— Data to process —

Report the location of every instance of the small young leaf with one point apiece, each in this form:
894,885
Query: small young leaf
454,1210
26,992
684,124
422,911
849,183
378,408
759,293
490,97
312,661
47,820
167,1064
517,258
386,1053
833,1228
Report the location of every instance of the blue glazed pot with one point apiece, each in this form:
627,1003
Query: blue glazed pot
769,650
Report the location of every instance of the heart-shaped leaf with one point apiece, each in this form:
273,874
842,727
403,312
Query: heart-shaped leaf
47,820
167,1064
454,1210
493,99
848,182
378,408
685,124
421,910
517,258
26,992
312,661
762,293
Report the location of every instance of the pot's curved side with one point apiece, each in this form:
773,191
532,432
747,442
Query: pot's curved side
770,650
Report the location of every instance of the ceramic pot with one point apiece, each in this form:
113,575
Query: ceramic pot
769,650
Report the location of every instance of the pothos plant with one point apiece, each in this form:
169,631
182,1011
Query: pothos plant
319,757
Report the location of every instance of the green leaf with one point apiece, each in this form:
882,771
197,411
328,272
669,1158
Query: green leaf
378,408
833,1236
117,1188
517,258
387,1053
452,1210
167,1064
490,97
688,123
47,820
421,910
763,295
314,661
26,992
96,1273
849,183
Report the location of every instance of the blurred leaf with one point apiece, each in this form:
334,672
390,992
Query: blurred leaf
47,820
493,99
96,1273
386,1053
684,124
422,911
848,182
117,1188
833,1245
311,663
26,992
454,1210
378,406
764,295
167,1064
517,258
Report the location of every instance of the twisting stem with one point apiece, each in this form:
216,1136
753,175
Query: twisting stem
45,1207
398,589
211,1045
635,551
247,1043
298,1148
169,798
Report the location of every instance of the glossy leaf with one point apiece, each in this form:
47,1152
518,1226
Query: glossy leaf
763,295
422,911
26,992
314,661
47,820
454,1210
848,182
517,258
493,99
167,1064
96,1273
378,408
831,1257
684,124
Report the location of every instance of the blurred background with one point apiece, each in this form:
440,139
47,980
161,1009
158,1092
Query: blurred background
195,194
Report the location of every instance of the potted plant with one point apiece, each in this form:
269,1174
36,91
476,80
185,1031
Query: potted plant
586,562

— Given exercise —
Express every line of the rows above as a Markdown table with the columns "Line No." and "Text". Number the lines in order and leave out any blank lines.

— Task output —
| Line No. | Text |
|---|---|
| 1 | Report the location of every instance of the small young leaf with one point apiece, each in this form: |
| 2 | 894,885 |
| 3 | Query: small young leaf |
| 4 | 454,1210 |
| 5 | 26,992 |
| 6 | 684,124 |
| 7 | 422,911 |
| 8 | 849,183 |
| 9 | 378,408 |
| 10 | 759,293 |
| 11 | 490,97 |
| 12 | 312,661 |
| 13 | 47,820 |
| 14 | 167,1064 |
| 15 | 517,258 |
| 16 | 386,1053 |
| 17 | 833,1228 |
| 18 | Report the location of every instance of the blue glazed pot with one point apiece, each in this form: |
| 19 | 627,1003 |
| 20 | Query: blue glazed pot |
| 21 | 769,650 |
| 22 | Report the location of every instance of the heart-shaped leaf with one point apiece, each in this form: |
| 23 | 273,874 |
| 24 | 842,727 |
| 25 | 403,312 |
| 26 | Query: heart-shaped leaf |
| 27 | 47,820 |
| 28 | 167,1064 |
| 29 | 454,1210 |
| 30 | 493,99 |
| 31 | 848,182 |
| 32 | 378,408 |
| 33 | 685,124 |
| 34 | 421,910 |
| 35 | 517,258 |
| 36 | 26,992 |
| 37 | 312,661 |
| 38 | 762,293 |
| 39 | Report the location of every instance of the pot's curved side with one point apiece, each in this form: |
| 40 | 773,191 |
| 41 | 532,432 |
| 42 | 747,442 |
| 43 | Query: pot's curved side |
| 44 | 770,650 |
| 45 | Report the location of every instance of the ceramic pot with one point apiece, each in this form: |
| 46 | 113,575 |
| 47 | Query: ceramic pot |
| 48 | 769,650 |
| 49 | Report the location of every instance of the pothos plant with one point apiece, each in this form: |
| 50 | 169,631 |
| 51 | 182,1011 |
| 52 | Query: pothos plant |
| 53 | 319,757 |
| 54 | Report the location of every instance of the green leaf with one point apiece, each in this form: |
| 55 | 882,771 |
| 56 | 197,411 |
| 57 | 328,272 |
| 58 | 669,1158 |
| 59 | Query: green leaf |
| 60 | 378,408 |
| 61 | 833,1236 |
| 62 | 117,1188 |
| 63 | 517,258 |
| 64 | 387,1053 |
| 65 | 452,1210 |
| 66 | 167,1064 |
| 67 | 490,97 |
| 68 | 688,123 |
| 69 | 47,820 |
| 70 | 421,910 |
| 71 | 763,295 |
| 72 | 314,661 |
| 73 | 26,992 |
| 74 | 96,1273 |
| 75 | 849,183 |
| 76 | Report the location of every instance of the blurred leaf with one point apiece, each in this form: |
| 77 | 334,672 |
| 78 | 390,992 |
| 79 | Query: blurred leaf |
| 80 | 47,820 |
| 81 | 493,99 |
| 82 | 96,1273 |
| 83 | 386,1053 |
| 84 | 684,124 |
| 85 | 422,911 |
| 86 | 848,182 |
| 87 | 117,1188 |
| 88 | 833,1245 |
| 89 | 311,663 |
| 90 | 26,992 |
| 91 | 454,1210 |
| 92 | 378,406 |
| 93 | 764,295 |
| 94 | 167,1064 |
| 95 | 517,258 |
| 96 | Report the location of every instance of the twisting stem with one point apiece, each in this form: |
| 97 | 216,1136 |
| 98 | 753,175 |
| 99 | Query: twisting stem |
| 100 | 45,1207 |
| 101 | 398,589 |
| 102 | 211,1045 |
| 103 | 635,551 |
| 104 | 247,1043 |
| 105 | 298,1148 |
| 106 | 169,798 |
| 107 | Report the location of every instance of the glossy leaf with one point apiece, each in this form: |
| 108 | 47,1152 |
| 109 | 518,1226 |
| 110 | Query: glossy leaf |
| 111 | 763,295 |
| 112 | 422,911 |
| 113 | 26,992 |
| 114 | 314,661 |
| 115 | 47,820 |
| 116 | 454,1210 |
| 117 | 848,182 |
| 118 | 517,258 |
| 119 | 493,99 |
| 120 | 167,1064 |
| 121 | 96,1273 |
| 122 | 378,408 |
| 123 | 831,1257 |
| 124 | 684,124 |
| 125 | Report the location of every instance of the blurred background with one point apiece, each in this form: |
| 126 | 440,139 |
| 127 | 47,980 |
| 128 | 161,1009 |
| 129 | 158,1092 |
| 130 | Query: blurred background |
| 131 | 195,194 |
| 132 | Report the location of every instance of the potted plant with one point apiece, each in this form: |
| 133 | 269,1174 |
| 134 | 36,91 |
| 135 | 476,80 |
| 136 | 185,1031 |
| 137 | Query: potted plant |
| 138 | 586,562 |